## Text for analysis

┌──

A settlement of unbounded frontiers
By Erik Nilsson | China Daily | Updated: 2026-01-30 07:01
Seasonal celebrations include grassland skiing and zagu drum-smashing during Spring Festival, and communal outdoor hotpot feasts.
The warmer months herald a 5-kilometer rainbow run across the prairie and grassland scavenger hunts. Bonfire parties feature performances of Kazak dombra (lutes) and Tuvan khoomei throat singing, in which a single vocalist produces two growling voices simultaneously.
Starting next summer, tourists can visit the Golden Lotus Valley, where these yellow flowers used in traditional medicine blaze bright like torches lighting up the landscape throughout June.
Visitors can watch horse races, horseback archery, Mongolian wrestling and kokpar, a regional variant of a Central Asian equestrian sport in which two teams tussle over a sheep hide on horseback.

└──

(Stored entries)
┌──

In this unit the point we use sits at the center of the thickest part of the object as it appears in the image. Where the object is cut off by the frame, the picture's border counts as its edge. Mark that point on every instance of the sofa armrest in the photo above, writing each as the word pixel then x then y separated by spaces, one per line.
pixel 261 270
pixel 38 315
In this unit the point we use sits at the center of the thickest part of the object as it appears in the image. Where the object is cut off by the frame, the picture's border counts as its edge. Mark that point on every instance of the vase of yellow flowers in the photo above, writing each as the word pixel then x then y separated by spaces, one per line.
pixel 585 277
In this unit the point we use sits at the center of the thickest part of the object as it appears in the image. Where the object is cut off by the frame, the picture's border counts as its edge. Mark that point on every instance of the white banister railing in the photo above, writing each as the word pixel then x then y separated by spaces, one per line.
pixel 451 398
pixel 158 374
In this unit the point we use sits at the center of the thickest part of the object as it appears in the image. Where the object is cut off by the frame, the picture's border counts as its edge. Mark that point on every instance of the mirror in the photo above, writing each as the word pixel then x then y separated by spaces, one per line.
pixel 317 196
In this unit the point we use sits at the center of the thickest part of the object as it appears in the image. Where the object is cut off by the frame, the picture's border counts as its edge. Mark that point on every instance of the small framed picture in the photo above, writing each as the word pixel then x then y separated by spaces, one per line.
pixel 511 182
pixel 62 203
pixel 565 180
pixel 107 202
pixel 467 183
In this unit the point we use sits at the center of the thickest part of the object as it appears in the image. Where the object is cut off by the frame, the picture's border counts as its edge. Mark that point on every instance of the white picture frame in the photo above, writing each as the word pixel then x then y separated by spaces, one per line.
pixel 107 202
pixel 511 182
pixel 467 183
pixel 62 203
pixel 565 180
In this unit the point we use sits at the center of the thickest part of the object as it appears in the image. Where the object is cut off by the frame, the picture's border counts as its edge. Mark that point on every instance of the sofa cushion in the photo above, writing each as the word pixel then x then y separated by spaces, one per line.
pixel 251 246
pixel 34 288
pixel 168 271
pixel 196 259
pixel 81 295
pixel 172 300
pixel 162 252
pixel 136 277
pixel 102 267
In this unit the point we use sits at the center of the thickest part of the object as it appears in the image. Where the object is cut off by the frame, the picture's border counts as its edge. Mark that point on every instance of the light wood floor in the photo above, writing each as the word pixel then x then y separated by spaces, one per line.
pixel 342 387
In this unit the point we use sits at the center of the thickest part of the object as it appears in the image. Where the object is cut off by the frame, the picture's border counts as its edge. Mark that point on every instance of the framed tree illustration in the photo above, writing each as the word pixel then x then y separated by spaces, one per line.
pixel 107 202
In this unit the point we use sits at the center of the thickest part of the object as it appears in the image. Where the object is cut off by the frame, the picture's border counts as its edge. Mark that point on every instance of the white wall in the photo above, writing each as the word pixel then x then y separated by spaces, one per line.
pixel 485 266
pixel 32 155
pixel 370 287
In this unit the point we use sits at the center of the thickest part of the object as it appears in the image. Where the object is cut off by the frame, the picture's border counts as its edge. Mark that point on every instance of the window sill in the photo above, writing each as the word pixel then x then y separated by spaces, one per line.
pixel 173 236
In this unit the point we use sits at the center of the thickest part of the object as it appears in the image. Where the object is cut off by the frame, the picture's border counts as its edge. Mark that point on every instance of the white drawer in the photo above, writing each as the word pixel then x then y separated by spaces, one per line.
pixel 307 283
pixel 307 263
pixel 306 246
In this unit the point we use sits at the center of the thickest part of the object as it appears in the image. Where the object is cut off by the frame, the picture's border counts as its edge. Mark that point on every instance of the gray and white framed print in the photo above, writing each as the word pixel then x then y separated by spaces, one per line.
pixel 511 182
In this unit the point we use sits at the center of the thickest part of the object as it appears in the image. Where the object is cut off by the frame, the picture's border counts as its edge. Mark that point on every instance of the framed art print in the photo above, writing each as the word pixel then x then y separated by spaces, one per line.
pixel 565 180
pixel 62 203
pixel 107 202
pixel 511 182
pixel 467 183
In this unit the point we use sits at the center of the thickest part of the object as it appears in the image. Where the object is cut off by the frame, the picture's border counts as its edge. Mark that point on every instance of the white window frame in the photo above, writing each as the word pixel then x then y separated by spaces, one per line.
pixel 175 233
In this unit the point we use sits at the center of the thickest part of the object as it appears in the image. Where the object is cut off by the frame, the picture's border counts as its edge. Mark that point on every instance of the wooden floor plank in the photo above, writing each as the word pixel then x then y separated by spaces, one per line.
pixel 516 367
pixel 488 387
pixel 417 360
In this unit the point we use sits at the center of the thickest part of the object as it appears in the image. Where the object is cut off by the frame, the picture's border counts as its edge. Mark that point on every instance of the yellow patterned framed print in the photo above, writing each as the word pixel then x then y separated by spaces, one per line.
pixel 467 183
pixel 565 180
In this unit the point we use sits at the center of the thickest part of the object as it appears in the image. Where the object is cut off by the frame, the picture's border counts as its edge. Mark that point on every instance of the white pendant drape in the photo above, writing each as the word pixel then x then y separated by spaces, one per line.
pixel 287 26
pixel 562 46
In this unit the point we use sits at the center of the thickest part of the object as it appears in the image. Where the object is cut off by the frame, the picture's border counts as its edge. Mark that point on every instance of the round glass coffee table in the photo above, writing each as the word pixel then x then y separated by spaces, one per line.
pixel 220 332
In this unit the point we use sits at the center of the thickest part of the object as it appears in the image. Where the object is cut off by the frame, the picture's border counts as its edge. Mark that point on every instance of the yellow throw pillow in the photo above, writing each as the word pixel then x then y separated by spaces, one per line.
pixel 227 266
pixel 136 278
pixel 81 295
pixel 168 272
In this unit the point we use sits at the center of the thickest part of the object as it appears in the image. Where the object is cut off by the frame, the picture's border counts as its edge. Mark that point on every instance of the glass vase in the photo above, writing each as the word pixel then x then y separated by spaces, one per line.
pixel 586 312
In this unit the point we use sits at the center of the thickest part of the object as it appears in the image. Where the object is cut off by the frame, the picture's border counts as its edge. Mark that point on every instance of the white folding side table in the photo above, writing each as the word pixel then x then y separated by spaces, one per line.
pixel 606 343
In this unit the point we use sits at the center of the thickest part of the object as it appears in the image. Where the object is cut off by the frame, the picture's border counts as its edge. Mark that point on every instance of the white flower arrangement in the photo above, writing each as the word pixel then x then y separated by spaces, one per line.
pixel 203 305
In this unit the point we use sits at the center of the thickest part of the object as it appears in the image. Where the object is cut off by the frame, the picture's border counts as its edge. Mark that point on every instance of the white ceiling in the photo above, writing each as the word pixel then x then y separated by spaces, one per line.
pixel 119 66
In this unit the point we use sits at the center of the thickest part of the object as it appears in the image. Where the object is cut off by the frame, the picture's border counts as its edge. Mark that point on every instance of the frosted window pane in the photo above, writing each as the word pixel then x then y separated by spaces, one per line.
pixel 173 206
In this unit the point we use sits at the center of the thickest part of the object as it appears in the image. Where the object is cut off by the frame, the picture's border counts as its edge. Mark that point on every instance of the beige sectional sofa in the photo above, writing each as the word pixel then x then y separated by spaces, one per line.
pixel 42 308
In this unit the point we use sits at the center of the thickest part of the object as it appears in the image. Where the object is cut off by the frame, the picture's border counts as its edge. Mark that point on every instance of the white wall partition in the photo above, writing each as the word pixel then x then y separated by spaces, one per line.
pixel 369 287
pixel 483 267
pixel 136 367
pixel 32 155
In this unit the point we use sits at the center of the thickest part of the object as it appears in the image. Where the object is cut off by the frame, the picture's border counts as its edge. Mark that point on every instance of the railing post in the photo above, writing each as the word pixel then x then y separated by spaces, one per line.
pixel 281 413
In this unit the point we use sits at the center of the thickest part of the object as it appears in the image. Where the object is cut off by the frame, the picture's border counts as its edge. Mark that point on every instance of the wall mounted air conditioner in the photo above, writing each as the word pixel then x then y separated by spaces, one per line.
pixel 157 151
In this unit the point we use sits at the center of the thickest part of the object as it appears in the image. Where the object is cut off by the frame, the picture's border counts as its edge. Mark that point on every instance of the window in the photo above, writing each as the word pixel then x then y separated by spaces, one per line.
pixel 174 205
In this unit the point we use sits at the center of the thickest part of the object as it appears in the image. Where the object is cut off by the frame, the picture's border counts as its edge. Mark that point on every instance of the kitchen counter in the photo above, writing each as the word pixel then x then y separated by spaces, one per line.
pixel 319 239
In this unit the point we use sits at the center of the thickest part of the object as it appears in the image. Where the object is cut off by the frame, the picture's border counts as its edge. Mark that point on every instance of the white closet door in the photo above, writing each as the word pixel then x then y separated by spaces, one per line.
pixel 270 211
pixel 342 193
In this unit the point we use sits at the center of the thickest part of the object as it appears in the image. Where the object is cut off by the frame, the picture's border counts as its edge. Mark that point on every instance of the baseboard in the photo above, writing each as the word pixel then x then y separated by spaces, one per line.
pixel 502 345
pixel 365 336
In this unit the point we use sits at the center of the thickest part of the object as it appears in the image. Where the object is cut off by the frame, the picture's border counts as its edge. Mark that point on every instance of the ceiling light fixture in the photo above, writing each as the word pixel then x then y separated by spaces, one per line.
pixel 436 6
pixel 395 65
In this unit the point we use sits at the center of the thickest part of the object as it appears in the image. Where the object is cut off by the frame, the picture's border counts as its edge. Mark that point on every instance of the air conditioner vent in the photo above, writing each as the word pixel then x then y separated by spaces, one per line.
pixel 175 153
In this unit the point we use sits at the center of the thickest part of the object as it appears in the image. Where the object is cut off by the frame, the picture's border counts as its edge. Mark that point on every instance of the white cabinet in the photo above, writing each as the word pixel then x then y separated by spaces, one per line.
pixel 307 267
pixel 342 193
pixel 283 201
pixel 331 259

└──

## Task 1
Output, word for word, the portion of the settlement article that starts with the words containing "A settlement of" and finishes with "outdoor hotpot feasts.".
## Task 2
List every event that the settlement article says visitors can watch.
## Task 3
Based on the settlement article, explain what sets Tuvan khoomei throat singing apart.
The rows after the article are separate material with no connection to its content.

## Solution 1
A settlement of unbounded frontiers
By Erik Nilsson | China Daily | Updated: 2026-01-30 07:01
Seasonal celebrations include grassland skiing and zagu drum-smashing during Spring Festival, and communal outdoor hotpot feasts.

## Solution 2
Horse races, horseback archery, Mongolian wrestling, and kokpar.

## Solution 3
In Tuvan khoomei throat singing, a single vocalist produces two growling voices at the same time.